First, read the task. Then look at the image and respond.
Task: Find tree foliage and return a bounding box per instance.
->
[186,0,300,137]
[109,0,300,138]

──────

| Description of the task |
Count the lines of the listing that contain the word "Then", and give only the number.

| Expected answer |
1